Your instructions = Present every line of the entries below as a Markdown table with columns named Row and Line, numbering each row and skipping blank lines. Leave the pictures out.
══════════════════════════════
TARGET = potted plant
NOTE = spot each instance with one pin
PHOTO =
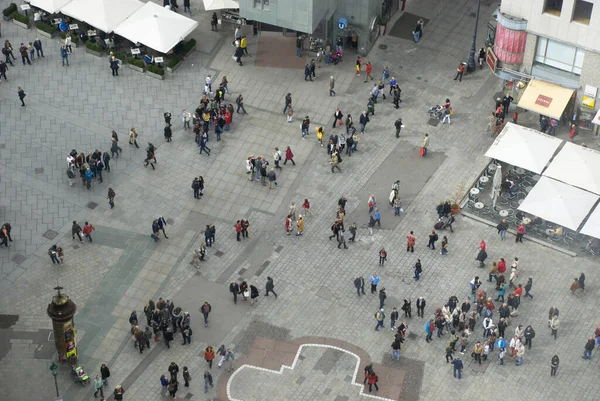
(456, 199)
(156, 72)
(93, 48)
(8, 12)
(136, 64)
(21, 20)
(189, 46)
(44, 29)
(174, 63)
══════════════════════════════
Exercise result =
| Row | Line |
|---|---|
| 1 | TARGET = potted plant |
| 2 | NOTE = spot each instance with one pin |
| 3 | PHOTO = |
| 4 | (456, 199) |
| 5 | (156, 72) |
| 6 | (93, 48) |
| 7 | (8, 12) |
| 8 | (136, 64) |
| 9 | (21, 20) |
| 10 | (189, 46) |
| 11 | (44, 29) |
| 12 | (174, 63) |